>> BEGIN Selected text

Of course I’m making this record sound like a massive downer. It really isn’t. This album is great help for getting over things and to get over things, you need to understand yourself and the fact that the pain of failure helps you grow. Both of the next two songs “You’re The Storm” and “A Good Horse” are about the perils of love, but they are quite jaunty: the former has stuff to say about how it’s the risk of love that makes you feel good (“I need some wind to get me sailing / so it’s the storm that I believe in”) and the latter is a cheerful dedication to rebound sex (“Now I’m trying out another heart / I’ve been whining about a fresh start / I’ve found myself a good horse”).

The centrepiece of “Long Gone Before Daylight” is “And Then You Kissed Me”, a long gruelling song that equates love with physical violence in an eerie detached fashion as the narrator spars with the lover who gives them “a halo around my eye” when she “pushed you a little a bit more”. It takes a few listens to really get into it, but then this is the band who produced gruesome videos of their lead singer being decapitated in an car accident (“My Favourite Game”) and of themselves getting squished while performing in a room with ever closing walls (“Erase/Rewind”), it’s dark but it’s a part of their character. Nevertheless, it’s telling that they revisited this song again on “Super Extra Gravity” (“And Then You Kissed Me II”) and barely toned it down at all. I guess it fits in with the long tradition of country music expresses dark emotions in its lyrics.

>> END Selected text

> [Exercise aim]: From the album review, give back the passage starting with "The centrepiece of" and going on through "in its lyrics.", copied word for word.

>> BEGIN Extracted information

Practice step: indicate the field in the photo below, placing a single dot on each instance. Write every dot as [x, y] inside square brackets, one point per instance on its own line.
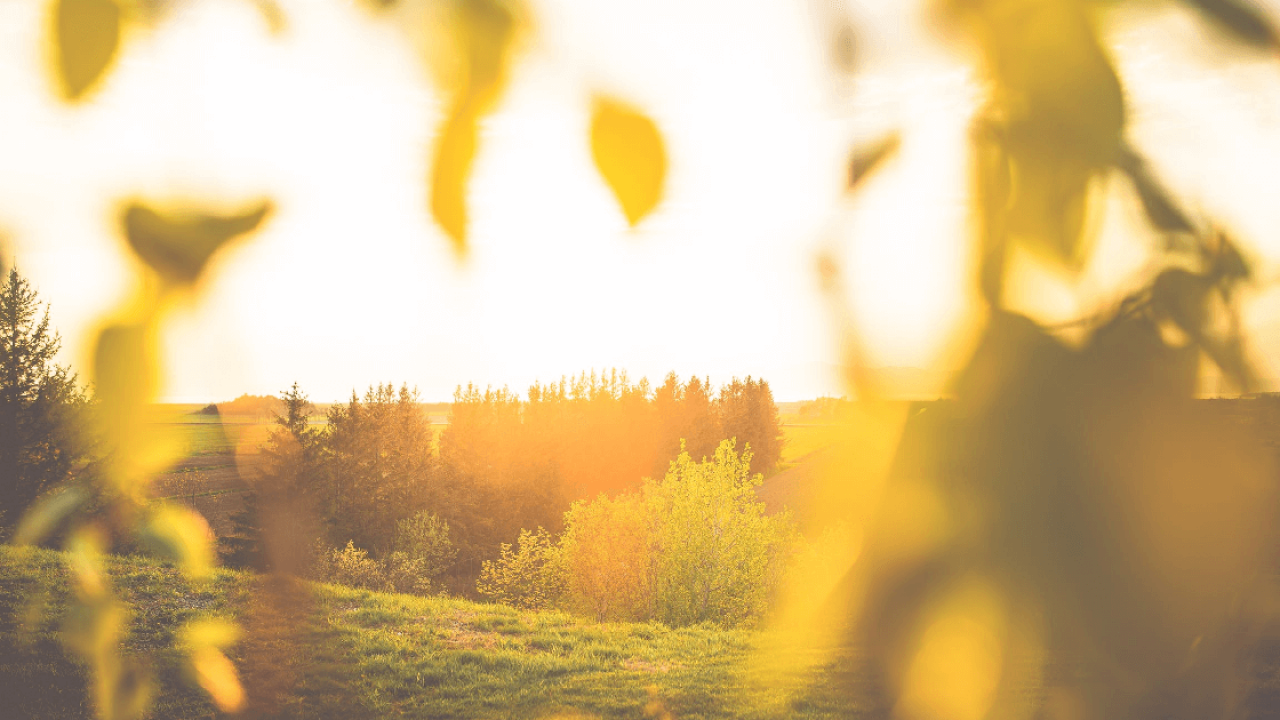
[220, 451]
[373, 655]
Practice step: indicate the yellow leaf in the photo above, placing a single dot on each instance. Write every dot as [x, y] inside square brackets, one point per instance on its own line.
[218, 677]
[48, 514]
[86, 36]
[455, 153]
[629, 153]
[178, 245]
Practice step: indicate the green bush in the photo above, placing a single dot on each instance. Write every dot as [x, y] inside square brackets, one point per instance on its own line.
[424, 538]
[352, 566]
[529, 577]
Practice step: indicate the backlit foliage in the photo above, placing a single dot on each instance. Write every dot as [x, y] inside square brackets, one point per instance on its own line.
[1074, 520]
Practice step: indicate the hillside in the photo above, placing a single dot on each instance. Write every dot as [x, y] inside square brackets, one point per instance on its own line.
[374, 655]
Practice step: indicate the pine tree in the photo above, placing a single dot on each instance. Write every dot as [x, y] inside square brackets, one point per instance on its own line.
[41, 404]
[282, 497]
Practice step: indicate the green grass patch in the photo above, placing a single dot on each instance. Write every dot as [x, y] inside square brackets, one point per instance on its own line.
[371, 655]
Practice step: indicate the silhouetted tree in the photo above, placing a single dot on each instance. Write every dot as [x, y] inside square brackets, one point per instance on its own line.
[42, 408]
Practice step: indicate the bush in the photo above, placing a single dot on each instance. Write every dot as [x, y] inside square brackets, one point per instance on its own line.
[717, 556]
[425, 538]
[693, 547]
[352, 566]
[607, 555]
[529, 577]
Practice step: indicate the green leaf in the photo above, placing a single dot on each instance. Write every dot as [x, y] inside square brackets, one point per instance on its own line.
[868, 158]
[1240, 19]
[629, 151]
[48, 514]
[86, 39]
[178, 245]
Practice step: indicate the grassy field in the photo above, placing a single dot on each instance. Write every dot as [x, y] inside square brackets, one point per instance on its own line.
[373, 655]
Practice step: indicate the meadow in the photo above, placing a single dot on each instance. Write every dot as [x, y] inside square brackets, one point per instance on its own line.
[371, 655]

>> END Extracted information
>> BEGIN Extracted information

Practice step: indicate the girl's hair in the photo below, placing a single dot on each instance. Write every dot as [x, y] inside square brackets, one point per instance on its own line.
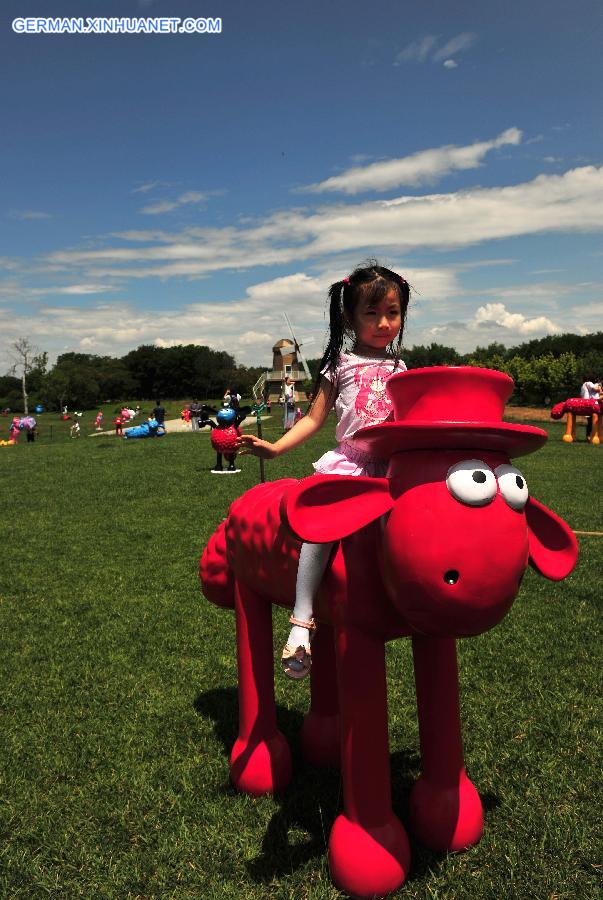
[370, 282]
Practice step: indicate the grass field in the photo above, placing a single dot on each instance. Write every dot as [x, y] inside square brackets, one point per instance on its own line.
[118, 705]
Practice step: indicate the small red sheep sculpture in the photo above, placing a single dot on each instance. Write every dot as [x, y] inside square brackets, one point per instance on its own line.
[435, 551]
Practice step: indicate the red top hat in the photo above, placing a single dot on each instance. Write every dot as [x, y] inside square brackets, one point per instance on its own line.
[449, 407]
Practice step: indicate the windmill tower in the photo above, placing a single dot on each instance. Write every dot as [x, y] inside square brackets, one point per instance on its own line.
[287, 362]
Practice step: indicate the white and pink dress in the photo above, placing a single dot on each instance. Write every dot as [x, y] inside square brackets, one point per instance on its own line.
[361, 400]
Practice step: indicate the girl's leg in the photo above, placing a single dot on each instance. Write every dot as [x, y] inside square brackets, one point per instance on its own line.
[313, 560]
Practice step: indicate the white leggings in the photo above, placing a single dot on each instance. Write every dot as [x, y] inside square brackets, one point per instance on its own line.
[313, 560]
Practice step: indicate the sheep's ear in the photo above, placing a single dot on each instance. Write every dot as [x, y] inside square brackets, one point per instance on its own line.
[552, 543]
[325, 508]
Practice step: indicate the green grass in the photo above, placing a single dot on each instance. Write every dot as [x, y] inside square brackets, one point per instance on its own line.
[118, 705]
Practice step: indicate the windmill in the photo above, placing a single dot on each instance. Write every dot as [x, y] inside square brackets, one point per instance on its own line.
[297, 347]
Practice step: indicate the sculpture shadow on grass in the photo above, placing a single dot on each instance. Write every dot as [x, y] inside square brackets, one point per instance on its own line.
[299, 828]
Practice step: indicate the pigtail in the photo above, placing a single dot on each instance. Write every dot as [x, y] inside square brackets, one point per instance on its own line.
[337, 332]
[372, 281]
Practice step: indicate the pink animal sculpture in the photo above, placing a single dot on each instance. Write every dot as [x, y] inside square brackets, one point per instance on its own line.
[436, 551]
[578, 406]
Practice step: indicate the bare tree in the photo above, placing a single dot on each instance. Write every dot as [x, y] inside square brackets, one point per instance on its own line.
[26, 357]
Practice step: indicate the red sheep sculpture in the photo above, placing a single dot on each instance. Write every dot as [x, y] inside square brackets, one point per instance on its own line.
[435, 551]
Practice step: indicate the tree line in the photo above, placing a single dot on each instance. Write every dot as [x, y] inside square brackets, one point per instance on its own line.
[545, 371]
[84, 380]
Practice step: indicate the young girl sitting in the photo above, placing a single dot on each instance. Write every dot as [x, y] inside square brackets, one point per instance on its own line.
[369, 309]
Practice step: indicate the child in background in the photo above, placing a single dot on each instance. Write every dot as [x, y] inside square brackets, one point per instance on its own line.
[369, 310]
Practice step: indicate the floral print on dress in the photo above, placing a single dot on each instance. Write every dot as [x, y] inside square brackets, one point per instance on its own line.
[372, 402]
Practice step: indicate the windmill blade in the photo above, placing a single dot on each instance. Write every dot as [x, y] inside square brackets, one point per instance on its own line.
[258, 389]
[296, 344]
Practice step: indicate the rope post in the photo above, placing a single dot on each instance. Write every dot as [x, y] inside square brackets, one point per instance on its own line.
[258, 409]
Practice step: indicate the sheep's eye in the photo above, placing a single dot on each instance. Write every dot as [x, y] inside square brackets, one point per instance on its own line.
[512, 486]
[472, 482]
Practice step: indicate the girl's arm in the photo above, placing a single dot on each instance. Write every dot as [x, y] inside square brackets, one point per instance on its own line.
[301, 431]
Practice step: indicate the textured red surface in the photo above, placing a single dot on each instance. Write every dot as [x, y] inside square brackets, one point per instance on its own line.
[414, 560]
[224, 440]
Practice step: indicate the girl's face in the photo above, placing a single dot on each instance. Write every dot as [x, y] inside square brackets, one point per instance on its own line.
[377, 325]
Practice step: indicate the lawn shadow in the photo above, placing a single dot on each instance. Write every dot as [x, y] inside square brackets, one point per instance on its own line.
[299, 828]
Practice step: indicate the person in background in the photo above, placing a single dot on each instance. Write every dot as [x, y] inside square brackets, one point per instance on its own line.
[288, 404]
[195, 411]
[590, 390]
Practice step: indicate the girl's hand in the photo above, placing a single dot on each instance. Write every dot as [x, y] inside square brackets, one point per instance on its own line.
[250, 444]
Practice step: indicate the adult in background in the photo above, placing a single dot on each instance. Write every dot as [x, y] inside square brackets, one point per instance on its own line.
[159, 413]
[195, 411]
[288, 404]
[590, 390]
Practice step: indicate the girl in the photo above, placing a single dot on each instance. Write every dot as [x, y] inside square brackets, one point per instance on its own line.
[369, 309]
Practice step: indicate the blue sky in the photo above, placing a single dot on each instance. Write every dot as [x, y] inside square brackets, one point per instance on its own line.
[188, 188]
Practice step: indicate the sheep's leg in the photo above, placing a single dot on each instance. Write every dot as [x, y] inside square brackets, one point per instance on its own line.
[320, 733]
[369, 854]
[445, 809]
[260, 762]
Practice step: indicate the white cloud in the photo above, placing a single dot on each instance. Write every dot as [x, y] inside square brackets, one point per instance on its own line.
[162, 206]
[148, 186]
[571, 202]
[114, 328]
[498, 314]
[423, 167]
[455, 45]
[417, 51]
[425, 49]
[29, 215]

>> END Extracted information

> [Output]:
The centrepiece of “Long Gone Before Daylight” is “And Then You Kissed Me”, a long gruelling song that equates love with physical violence in an eerie detached fashion as the narrator spars with the lover who gives them “a halo around my eye” when she “pushed you a little a bit more”. It takes a few listens to really get into it, but then this is the band who produced gruesome videos of their lead singer being decapitated in an car accident (“My Favourite Game”) and of themselves getting squished while performing in a room with ever closing walls (“Erase/Rewind”), it’s dark but it’s a part of their character. Nevertheless, it’s telling that they revisited this song again on “Super Extra Gravity” (“And Then You Kissed Me II”) and barely toned it down at all. I guess it fits in with the long tradition of country music expresses dark emotions in its lyrics.